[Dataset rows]
## Start

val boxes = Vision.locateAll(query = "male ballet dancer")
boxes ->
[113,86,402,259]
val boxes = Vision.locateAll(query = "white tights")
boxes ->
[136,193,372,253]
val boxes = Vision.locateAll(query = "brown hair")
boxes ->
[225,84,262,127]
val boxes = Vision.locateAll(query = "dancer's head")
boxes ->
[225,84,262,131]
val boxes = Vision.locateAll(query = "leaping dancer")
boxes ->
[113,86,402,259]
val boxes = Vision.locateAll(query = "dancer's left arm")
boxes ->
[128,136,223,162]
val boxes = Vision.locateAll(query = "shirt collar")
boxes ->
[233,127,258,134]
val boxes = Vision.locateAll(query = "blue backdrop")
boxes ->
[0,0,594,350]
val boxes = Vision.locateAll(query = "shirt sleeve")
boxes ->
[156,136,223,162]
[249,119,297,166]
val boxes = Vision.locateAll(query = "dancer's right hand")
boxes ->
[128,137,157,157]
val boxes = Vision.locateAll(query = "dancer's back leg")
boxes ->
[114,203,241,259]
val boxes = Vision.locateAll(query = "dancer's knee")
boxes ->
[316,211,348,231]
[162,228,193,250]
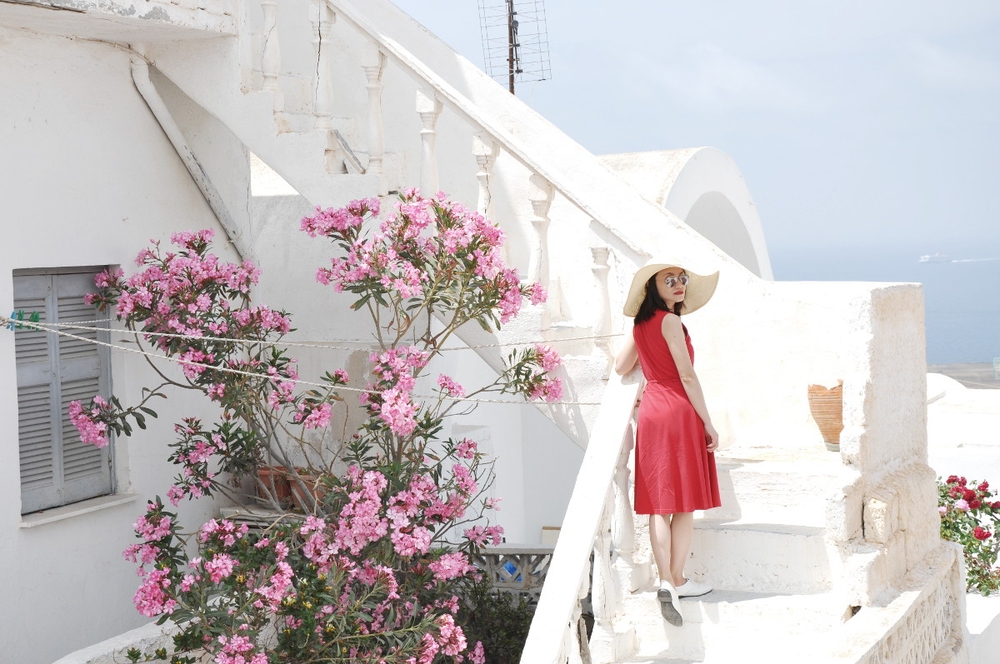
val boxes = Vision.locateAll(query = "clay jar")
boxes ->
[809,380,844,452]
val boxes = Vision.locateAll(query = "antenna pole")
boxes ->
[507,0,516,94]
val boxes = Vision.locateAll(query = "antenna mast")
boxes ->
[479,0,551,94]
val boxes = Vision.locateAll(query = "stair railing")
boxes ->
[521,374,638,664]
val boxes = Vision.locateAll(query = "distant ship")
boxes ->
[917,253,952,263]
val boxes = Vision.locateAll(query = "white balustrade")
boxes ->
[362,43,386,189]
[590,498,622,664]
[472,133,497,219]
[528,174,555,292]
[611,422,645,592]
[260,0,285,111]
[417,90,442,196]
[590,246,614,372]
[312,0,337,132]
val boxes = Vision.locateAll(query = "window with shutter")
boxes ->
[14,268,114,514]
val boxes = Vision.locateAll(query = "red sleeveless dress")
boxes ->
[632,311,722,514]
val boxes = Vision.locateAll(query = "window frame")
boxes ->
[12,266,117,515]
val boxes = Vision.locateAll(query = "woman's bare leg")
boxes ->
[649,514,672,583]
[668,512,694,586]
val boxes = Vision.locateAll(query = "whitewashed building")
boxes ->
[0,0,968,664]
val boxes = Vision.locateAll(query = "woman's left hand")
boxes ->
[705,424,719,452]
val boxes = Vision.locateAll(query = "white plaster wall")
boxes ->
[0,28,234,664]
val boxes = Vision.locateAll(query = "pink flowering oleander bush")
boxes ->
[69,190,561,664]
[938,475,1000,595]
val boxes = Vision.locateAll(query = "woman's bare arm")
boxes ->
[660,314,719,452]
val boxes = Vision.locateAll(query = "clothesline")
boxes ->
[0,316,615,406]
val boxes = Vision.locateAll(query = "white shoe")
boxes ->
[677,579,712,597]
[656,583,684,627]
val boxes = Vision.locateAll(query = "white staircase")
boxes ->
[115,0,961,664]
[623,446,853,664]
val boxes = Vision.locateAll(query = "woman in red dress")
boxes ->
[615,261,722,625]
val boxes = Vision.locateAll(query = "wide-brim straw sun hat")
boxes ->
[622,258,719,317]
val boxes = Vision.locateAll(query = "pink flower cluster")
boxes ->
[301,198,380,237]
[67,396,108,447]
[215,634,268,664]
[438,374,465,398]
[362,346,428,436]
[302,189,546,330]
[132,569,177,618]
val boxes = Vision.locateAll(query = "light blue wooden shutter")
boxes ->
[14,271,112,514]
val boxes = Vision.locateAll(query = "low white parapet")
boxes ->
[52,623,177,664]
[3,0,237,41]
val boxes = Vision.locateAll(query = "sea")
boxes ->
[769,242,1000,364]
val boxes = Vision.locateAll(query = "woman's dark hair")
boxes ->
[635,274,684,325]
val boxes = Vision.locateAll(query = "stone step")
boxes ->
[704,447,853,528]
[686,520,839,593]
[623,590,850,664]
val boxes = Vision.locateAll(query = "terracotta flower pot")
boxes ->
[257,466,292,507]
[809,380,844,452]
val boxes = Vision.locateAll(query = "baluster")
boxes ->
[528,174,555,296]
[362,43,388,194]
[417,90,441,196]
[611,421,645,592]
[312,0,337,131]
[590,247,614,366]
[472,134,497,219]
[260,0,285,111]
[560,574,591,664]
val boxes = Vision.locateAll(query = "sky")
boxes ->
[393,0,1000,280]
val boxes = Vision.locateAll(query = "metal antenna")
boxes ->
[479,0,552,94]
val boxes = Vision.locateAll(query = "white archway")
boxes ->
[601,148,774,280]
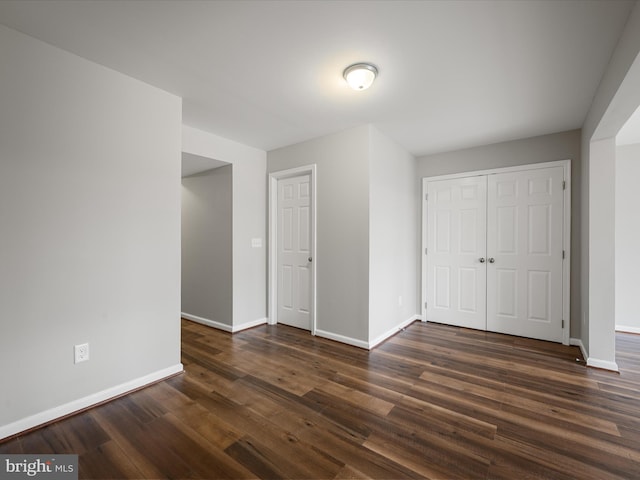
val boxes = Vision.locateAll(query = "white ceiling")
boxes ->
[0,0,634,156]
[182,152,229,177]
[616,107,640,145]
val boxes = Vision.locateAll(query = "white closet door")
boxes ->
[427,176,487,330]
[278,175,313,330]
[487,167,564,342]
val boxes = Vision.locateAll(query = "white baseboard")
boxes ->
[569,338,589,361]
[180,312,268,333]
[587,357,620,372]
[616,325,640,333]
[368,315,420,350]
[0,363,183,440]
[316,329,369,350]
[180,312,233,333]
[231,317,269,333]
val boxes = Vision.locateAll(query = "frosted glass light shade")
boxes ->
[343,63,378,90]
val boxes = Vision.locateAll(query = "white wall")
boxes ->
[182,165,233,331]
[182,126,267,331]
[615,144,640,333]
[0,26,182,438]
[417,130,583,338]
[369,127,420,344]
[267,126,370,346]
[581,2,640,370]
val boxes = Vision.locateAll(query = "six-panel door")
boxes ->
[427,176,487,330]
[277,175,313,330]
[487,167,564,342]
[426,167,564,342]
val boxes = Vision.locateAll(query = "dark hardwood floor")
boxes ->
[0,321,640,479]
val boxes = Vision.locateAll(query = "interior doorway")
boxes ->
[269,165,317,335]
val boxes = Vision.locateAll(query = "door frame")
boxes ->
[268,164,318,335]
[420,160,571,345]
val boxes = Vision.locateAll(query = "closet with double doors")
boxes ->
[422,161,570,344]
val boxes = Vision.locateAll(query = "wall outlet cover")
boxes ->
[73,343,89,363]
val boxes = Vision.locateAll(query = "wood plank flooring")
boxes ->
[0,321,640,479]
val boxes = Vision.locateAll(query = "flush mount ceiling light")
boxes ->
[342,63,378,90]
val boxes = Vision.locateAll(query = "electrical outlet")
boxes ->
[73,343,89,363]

## End
## Start

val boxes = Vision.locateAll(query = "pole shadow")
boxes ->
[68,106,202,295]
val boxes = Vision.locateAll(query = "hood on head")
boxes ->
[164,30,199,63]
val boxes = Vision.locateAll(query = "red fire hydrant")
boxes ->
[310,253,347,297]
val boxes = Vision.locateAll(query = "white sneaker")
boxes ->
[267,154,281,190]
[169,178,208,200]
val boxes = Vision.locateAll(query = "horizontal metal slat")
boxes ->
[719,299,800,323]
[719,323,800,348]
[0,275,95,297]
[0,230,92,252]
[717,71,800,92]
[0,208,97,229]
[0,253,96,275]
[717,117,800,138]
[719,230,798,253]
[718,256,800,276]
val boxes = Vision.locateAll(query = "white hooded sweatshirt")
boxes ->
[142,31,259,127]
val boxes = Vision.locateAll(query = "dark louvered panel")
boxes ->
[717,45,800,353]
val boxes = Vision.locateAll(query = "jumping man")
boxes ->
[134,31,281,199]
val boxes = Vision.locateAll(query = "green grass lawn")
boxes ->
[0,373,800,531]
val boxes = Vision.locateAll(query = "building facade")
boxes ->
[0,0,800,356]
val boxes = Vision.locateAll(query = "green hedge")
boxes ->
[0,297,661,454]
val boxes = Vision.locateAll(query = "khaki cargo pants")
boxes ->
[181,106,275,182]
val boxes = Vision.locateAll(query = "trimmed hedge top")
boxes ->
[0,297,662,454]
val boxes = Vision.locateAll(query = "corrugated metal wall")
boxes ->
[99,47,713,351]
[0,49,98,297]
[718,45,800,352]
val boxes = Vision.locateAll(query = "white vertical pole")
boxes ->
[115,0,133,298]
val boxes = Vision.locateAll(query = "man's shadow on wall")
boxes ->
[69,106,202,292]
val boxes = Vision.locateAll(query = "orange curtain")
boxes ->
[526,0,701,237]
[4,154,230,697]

## End
## Start

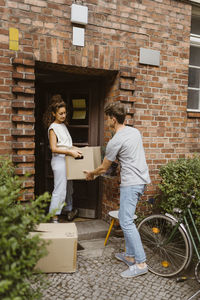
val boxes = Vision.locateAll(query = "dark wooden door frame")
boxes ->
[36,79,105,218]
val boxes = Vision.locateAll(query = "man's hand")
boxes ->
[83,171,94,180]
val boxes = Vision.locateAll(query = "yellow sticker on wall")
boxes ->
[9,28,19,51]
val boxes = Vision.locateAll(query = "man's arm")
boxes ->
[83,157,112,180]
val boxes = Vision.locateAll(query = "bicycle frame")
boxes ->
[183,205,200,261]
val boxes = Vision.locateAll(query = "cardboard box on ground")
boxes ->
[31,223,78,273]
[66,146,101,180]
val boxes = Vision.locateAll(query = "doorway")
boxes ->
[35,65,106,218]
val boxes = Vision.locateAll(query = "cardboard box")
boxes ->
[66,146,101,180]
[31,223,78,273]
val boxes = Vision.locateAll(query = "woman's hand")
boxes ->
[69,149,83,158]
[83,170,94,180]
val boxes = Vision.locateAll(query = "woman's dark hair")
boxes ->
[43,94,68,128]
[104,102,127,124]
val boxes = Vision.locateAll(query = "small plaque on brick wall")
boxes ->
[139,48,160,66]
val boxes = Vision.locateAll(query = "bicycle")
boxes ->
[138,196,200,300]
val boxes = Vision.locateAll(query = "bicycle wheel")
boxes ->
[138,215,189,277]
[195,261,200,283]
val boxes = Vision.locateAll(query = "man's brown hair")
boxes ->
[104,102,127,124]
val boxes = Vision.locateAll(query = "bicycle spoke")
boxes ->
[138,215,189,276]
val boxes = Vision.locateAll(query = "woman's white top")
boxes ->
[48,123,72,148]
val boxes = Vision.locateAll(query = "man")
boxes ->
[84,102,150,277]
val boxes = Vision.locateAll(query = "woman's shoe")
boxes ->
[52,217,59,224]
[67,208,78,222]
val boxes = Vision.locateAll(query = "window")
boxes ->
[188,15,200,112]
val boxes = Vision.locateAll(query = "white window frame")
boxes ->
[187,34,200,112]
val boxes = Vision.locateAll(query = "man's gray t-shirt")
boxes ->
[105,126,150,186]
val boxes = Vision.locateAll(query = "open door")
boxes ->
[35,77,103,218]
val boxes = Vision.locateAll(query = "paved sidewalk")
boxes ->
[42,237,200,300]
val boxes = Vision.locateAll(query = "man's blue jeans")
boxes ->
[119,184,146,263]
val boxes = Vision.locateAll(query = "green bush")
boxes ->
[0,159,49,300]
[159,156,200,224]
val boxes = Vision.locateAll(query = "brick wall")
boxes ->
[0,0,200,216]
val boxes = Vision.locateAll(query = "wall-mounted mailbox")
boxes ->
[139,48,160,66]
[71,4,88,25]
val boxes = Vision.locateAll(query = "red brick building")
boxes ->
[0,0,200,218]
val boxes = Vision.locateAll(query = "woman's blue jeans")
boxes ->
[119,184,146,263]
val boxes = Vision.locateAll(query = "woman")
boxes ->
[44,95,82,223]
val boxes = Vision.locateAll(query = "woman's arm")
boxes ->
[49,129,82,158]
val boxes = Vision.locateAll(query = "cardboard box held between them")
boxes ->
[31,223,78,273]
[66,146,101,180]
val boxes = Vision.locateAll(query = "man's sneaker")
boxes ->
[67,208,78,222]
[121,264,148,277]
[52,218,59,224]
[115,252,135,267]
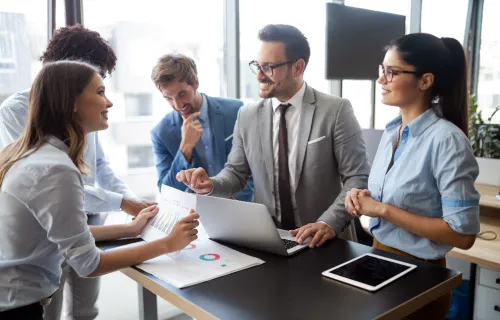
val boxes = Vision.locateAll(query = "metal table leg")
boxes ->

## End

Locate each line in the records above that contains the word "shutter", and copy every such line.

val boxes = Vision.locateAll(query = "window with shutter")
val boxes = Vision.locateAll(query = "light blue wooden shutter")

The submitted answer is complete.